* [Untersuchter Text]
=====
US-Justiz gnadenlos
René González möchte zu seinem schwer erkrankten Bruder nach Havanna. Washington beharrt auf Ausreiseverbot
Von André Scheer *
Seit Oktober ist René González auf freiem Fuß, nachdem er 13 Jahre in den USA im Gefängnis gesessen hatte. Der 55jährige Kubaner war verurteilt worden, weil er zusammen mit seinen Genossen rechtsextremistische Gruppierungen in Miami unterwandert hatte, um Attentate in seiner Heimat zu verhindern. Vier seiner Mitstreiter sitzen noch immer im Gefängnis und verbüßen Haftstrafen, die bis zu zweimal lebenslänglich reichen. International sind sie als »Cuban Five« oder »Miami 5« bekannt geworden, in ihrer Heimat werden sie als Helden verehrt, die das Land vor Terroranschlägen beschützt haben.
=====
* [Aufgabenliste]
A. Übersetze aus dem Text über René González den Satz »Seit Oktober ist René González auf freiem Fuß, nachdem er 13 Jahre in den USA im Gefängnis gesessen hatte.« ins Englische.
B. Schreibe den Text über René González bitte im Anschluss an seinen letzten Satz weiter.
=====
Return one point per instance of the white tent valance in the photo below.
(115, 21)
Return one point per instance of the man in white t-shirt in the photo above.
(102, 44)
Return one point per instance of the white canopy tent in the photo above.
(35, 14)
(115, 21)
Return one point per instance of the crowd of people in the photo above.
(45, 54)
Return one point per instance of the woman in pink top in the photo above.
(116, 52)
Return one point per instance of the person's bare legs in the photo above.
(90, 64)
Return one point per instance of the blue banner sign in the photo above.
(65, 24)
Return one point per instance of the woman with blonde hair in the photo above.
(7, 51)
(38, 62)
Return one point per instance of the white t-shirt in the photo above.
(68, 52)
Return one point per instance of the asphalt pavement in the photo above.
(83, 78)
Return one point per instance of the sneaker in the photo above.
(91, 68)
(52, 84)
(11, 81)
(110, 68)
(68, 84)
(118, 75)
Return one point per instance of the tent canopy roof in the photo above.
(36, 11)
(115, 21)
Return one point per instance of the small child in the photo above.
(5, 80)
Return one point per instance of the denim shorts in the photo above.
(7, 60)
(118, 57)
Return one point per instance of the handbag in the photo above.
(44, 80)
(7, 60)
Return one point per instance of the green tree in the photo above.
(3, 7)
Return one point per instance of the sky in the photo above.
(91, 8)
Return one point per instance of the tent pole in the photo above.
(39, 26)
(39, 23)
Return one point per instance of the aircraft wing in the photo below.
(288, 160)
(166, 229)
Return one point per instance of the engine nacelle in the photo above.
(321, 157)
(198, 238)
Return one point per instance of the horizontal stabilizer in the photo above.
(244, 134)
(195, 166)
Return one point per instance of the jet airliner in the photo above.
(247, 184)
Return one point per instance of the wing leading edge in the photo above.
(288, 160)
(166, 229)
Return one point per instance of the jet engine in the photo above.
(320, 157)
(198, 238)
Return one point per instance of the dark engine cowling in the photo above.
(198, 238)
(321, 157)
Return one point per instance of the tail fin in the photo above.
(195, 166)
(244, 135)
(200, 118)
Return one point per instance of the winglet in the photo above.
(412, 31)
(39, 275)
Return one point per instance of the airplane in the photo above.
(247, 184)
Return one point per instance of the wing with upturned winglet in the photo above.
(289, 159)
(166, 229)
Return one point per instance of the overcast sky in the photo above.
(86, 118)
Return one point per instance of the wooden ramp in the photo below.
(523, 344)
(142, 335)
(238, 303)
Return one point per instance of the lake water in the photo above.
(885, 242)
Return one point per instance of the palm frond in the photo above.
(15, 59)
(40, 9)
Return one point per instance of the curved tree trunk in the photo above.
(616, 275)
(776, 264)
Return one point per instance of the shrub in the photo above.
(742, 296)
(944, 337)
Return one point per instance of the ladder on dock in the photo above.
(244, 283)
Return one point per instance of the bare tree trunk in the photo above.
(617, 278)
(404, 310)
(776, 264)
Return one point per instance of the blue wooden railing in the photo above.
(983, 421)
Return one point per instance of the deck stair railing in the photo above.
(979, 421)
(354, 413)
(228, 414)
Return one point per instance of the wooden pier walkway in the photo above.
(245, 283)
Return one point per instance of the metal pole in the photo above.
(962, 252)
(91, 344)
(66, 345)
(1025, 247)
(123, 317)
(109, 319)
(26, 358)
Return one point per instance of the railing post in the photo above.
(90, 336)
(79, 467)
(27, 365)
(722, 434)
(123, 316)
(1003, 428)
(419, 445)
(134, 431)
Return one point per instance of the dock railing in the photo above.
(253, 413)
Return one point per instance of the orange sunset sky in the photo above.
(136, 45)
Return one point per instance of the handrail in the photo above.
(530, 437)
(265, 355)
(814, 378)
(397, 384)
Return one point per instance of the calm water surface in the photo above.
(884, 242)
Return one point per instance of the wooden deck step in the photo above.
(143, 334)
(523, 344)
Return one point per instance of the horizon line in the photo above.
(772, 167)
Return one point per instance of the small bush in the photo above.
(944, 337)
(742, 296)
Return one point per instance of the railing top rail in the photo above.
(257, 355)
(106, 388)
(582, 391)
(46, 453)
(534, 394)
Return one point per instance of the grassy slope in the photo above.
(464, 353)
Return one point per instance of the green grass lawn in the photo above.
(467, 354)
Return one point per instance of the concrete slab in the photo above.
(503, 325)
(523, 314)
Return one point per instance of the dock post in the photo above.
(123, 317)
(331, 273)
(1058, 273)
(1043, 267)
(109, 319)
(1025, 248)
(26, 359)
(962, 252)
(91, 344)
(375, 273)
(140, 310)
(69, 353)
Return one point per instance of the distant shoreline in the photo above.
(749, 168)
=====
* [Lösungen]
A. René González has been free since October, after spending 13 years in prison in the USA.

B.
Obwohl González aus der Haft entlassen wurde, darf er drei Jahre lang die USA nicht verlassen, so eine der von Bundesrichterin Joan Lenard im Oktober verhängten Bewährungsauflagen. Am 24. Februar haben González und sein Rechtsanwalt Philip R. Horowitz jedoch beantragt, ihm aus humanitären Gründen doch eine Reise nach Havanna zu gestatten. René González fürchtet um seinen Bruder Roberto. Dieser ist an Krebs erkrankt und wurde in ein Krankenhaus in der kubanischen Hauptstadt eingewiesen. Seine Ärzte schätzen seinen Zustand als sehr ernst ein. Die beiden Brüder waren auch in den Jahren, in denen René im Gefängnis saß, eng verbunden. Roberto gehörte zu Renés Verteidigerteam und konnte ihn am 7. Oktober am Gefängnistor abholen.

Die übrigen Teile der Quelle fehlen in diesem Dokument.